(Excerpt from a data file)
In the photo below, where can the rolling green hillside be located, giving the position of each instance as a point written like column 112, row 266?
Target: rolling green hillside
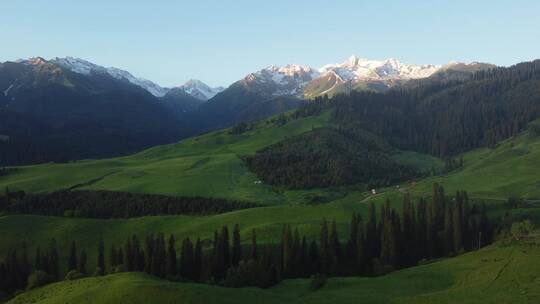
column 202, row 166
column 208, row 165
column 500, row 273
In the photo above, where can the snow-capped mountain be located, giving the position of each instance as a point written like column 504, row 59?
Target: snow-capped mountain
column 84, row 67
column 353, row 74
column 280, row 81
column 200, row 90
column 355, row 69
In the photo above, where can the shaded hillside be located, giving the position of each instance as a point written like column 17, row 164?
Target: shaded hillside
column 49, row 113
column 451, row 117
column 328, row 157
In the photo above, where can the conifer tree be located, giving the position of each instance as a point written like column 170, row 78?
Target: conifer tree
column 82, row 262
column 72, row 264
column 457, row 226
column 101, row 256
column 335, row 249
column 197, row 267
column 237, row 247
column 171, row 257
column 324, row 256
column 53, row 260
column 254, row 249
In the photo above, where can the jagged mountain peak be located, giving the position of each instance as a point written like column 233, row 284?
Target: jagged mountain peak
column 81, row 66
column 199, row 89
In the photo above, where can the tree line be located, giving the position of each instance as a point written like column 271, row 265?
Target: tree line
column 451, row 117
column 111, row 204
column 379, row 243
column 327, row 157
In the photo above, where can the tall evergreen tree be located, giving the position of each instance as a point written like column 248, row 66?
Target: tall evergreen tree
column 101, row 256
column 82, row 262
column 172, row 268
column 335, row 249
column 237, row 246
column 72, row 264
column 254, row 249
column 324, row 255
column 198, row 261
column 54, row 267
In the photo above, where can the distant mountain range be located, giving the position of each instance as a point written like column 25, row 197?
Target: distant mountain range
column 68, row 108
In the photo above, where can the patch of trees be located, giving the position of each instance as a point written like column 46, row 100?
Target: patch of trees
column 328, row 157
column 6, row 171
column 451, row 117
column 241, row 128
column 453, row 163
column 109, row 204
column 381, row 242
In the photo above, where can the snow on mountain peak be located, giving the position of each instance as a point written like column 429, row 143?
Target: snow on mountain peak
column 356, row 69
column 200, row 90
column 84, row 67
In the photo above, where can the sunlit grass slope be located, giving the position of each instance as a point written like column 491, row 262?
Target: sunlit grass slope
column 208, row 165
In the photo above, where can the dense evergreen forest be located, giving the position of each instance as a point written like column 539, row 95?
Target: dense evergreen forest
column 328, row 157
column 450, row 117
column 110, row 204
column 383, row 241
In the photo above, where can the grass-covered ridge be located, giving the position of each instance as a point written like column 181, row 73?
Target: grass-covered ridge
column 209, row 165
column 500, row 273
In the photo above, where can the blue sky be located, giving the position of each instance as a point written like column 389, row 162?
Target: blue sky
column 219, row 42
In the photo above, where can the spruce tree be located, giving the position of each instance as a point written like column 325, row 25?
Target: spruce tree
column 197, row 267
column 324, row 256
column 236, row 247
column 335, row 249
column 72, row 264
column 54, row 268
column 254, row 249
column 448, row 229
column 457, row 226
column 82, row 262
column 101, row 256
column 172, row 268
...
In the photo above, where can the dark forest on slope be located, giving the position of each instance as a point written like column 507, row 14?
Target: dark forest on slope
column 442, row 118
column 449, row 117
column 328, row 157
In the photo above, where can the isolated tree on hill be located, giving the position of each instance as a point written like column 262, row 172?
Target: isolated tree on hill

AIM OF THE EXERCISE: Render the data as a Markdown table with columns No. and Line, beginning at the line that contains "In the photo below, where" and continuing through the line that contains "column 68, row 108". Number each row, skip blank lines, and leave the pictures out.

TASK OUTPUT:
| No. | Line |
|---|---|
| 1 | In the photo below, where can the rolling green hillside be located, giving the position of each instance as a point written like column 112, row 266? |
| 2 | Target: rolling green hillside |
| 3 | column 202, row 166 |
| 4 | column 208, row 165 |
| 5 | column 500, row 273 |
| 6 | In the photo above, where can the snow-capped mountain be located, giving the position of each instance as a point written like column 504, row 59? |
| 7 | Target: snow-capped mountain |
| 8 | column 84, row 67 |
| 9 | column 353, row 74 |
| 10 | column 280, row 81 |
| 11 | column 200, row 90 |
| 12 | column 355, row 69 |
| 13 | In the photo above, where can the shaded hillside be located, giving the position of each instance as a point written like column 17, row 164? |
| 14 | Target: shaded hillside |
| 15 | column 49, row 113 |
| 16 | column 451, row 117 |
| 17 | column 328, row 157 |
| 18 | In the photo above, where can the conifer tree be located, giving the position of each instance as a point written like column 170, row 78? |
| 19 | Target: conifer tree |
| 20 | column 82, row 262 |
| 21 | column 72, row 264 |
| 22 | column 457, row 226 |
| 23 | column 101, row 256 |
| 24 | column 335, row 249 |
| 25 | column 197, row 267 |
| 26 | column 237, row 247 |
| 27 | column 171, row 257 |
| 28 | column 324, row 256 |
| 29 | column 53, row 260 |
| 30 | column 254, row 249 |
| 31 | In the photo above, where can the jagged mountain peak be located, giving the position of each instance as a point written like column 233, row 284? |
| 32 | Target: jagged mountain peak |
| 33 | column 81, row 66 |
| 34 | column 199, row 89 |
| 35 | In the photo above, where can the tree line be located, giving the position of each instance as a point written like column 271, row 265? |
| 36 | Target: tree line |
| 37 | column 451, row 117 |
| 38 | column 111, row 204 |
| 39 | column 379, row 243 |
| 40 | column 327, row 157 |
| 41 | In the photo above, where can the tall evergreen tree be located, giving the position of each instance as a point written like column 248, row 66? |
| 42 | Target: tall evergreen tree |
| 43 | column 101, row 256 |
| 44 | column 82, row 262 |
| 45 | column 172, row 268 |
| 46 | column 335, row 249 |
| 47 | column 237, row 246 |
| 48 | column 72, row 264 |
| 49 | column 254, row 249 |
| 50 | column 324, row 255 |
| 51 | column 198, row 261 |
| 52 | column 54, row 267 |
| 53 | In the photo above, where can the distant mountain range be located, giving the position of each instance as a point written like column 25, row 197? |
| 54 | Target: distant mountain range |
| 55 | column 68, row 108 |